■ Do this ■
Write out word for word the passage of the squatting forum thread starting at "I know tall" and ending at "what you say.".

— START OF Excerpt to read —

There is no question that a larger range of motion is going to recruit more muscle fibers.

I know tall people sometimes have trouble squatting, and IMO it is true that some do not have the body proportions to squat huge weights, but you have to remember that this does not hinder your goals as a bodybuilder and does not preclude you from including squats in your program.  You can get a benefit from doing them even if you are not especially proficient in the movement IMO.


----------



## SloppyJ (Feb 2, 2011)

Ark94 said:


> Yeah, i was thinking the exact same thing GMO. I had always had that problem, and i think i was putting way to much stress on my lower back by doing what you say.
> 
> I'll be training tomorrow, and i'll have a video of it to see.
> 
> ...


 

It's called experience bro. Once you get in tune with your body you can do some amazing things. It doesn't happen overnight. I don't know what I started out squatting when I first started lifting when I was 13 but I know it can't be much more than what you're at. Now I can rep 315 for a few sets. 

Just keep it up. You will find your niche in the gym. Atleast you're asking questions and not skipping leg day! You're far ahead of the game.


----------



## Merkaba (Feb 2, 2011)

going ATG is difficult for many people to do while keeping proper lower lumbar posture.  Most people will want to round their lumbar some.  If this is the case, you need to work on flexibility and/or form.  Height and limb length for squats and bench and anything else only come in to play when trying to increase weight.  ROM is ROM


----------



## edp71u528 (Apr 4, 2011)

— END OF Excerpt to read —
— START OF Given entries —

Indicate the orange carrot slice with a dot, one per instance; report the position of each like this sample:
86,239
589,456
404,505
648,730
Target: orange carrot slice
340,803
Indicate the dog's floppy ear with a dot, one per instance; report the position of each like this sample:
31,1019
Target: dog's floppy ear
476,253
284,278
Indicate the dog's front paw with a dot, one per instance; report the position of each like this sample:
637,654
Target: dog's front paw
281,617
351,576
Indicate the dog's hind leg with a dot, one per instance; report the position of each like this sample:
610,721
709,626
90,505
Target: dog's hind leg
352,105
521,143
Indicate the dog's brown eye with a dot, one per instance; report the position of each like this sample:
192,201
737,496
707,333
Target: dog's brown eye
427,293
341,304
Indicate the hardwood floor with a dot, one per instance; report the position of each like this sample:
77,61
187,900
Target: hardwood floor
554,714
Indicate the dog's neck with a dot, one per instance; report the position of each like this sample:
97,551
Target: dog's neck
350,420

— END OF Given entries —
— START OF Given entries —

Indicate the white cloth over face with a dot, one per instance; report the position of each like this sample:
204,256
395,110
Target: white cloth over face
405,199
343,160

— END OF Given entries —

■ The response ■
I know tall people sometimes have trouble squatting, and IMO it is true that some do not have the body proportions to squat huge weights, but you have to remember that this does not hinder your goals as a bodybuilder and does not preclude you from including squats in your program.  You can get a benefit from doing them even if you are not especially proficient in the movement IMO.


----------



## SloppyJ (Feb 2, 2011)

Ark94 said:


> Yeah, i was thinking the exact same thing GMO. I had always had that problem, and i think i was putting way to much stress on my lower back by doing what you say.